Problem to solve – Rescale the records from the first line through the line containing "271, 671, 315]]", copying every line, requests included. Multiply each box coordinate in the answers by 0.45 and round to whole numbers with halves going up, leaving the numbers in the requests and their format samples unchanged.

Rows of box annotation data –
○ ○ ○

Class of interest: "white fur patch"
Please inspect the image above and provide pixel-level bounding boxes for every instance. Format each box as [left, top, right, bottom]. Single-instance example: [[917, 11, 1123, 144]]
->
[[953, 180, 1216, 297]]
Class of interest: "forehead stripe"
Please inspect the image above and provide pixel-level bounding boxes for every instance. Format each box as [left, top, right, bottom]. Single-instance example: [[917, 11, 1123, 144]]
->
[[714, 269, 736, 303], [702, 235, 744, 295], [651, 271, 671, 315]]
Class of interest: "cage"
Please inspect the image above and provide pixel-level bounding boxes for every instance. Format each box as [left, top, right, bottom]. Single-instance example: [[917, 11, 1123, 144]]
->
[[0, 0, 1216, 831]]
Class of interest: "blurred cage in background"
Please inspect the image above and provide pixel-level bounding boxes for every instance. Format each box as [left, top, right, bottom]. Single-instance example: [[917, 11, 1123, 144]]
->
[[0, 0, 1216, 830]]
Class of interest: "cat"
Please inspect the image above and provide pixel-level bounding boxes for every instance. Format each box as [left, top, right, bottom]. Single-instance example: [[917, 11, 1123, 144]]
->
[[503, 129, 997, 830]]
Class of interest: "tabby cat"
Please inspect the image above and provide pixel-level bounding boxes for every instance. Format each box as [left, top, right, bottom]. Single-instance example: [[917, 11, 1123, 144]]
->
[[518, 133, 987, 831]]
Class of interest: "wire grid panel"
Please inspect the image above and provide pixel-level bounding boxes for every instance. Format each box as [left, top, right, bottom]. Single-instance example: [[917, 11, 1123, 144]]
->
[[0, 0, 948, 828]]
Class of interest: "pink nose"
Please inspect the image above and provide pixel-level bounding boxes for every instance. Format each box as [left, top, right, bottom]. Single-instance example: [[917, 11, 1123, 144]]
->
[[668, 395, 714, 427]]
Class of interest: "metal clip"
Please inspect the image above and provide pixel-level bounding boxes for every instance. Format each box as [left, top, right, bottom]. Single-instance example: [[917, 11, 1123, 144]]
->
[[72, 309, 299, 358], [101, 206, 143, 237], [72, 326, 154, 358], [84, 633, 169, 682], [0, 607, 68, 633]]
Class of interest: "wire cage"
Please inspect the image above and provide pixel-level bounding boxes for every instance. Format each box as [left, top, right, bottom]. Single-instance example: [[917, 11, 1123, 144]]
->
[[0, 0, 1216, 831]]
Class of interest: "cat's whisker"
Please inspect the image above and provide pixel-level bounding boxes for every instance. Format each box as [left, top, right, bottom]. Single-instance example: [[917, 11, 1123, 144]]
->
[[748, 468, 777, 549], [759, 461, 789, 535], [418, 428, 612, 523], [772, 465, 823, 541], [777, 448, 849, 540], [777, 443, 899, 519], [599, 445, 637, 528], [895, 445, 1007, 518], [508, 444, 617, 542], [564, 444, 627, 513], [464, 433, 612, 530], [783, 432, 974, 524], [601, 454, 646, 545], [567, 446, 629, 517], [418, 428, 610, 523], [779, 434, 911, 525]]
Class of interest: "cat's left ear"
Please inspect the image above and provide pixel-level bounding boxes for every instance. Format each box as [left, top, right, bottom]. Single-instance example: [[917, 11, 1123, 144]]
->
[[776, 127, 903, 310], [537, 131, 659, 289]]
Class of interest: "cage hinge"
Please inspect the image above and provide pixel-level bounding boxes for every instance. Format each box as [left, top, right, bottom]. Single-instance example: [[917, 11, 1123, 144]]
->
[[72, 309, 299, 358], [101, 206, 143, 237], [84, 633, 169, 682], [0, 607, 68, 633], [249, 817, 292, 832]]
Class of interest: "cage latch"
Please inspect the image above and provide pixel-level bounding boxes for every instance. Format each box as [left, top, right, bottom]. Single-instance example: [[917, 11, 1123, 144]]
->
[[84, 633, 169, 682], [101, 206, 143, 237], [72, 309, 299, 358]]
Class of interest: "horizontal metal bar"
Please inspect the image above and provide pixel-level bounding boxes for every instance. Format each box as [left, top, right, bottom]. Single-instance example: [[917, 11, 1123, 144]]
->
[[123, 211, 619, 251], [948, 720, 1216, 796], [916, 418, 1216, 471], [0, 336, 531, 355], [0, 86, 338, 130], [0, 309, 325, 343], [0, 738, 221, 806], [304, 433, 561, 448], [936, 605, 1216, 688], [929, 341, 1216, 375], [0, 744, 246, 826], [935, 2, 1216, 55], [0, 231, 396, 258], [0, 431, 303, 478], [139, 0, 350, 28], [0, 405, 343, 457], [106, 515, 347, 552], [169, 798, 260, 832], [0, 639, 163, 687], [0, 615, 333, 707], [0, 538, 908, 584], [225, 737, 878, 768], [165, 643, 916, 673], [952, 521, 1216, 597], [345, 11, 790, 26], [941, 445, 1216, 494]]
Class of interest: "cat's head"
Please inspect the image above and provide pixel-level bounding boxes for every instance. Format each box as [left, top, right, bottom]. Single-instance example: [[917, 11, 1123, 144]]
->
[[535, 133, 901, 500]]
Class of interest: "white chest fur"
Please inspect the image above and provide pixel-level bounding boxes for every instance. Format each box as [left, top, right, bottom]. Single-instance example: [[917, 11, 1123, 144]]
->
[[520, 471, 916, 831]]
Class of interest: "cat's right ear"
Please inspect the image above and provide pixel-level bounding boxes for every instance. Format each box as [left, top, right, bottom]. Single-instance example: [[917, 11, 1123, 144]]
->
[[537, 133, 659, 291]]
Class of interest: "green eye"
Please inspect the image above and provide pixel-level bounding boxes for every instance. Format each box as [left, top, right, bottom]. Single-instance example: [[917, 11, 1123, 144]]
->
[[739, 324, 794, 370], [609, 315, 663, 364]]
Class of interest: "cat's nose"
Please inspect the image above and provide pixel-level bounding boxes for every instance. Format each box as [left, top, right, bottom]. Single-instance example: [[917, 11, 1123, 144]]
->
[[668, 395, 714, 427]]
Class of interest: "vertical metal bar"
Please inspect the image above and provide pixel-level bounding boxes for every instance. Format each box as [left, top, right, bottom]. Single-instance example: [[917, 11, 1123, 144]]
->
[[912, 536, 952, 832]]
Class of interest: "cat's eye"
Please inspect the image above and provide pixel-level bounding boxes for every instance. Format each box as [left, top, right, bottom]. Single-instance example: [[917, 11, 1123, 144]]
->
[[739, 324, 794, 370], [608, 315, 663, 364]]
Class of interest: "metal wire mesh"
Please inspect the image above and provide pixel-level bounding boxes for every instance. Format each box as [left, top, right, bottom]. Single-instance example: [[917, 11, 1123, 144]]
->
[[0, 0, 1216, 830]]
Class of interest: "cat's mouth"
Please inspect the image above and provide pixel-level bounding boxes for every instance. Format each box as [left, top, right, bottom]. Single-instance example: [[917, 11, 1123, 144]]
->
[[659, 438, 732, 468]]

○ ○ ○

Reply to the exercise –
Class of interest: "white fur patch"
Please inspect the image above and provide pixel-level bounding boxes for every instance. Format each box as [left, top, right, bottom]. Single-instance example: [[917, 11, 1123, 144]]
->
[[429, 81, 547, 134]]
Class of interest: "forehead stripe"
Please inspect the image above and provide pixel-level bounding boxes for every instance. Format each box as [left, top, right, bottom]. Single-instance example: [[917, 11, 1123, 144]]
->
[[321, 121, 331, 136], [316, 106, 335, 133], [293, 122, 302, 142]]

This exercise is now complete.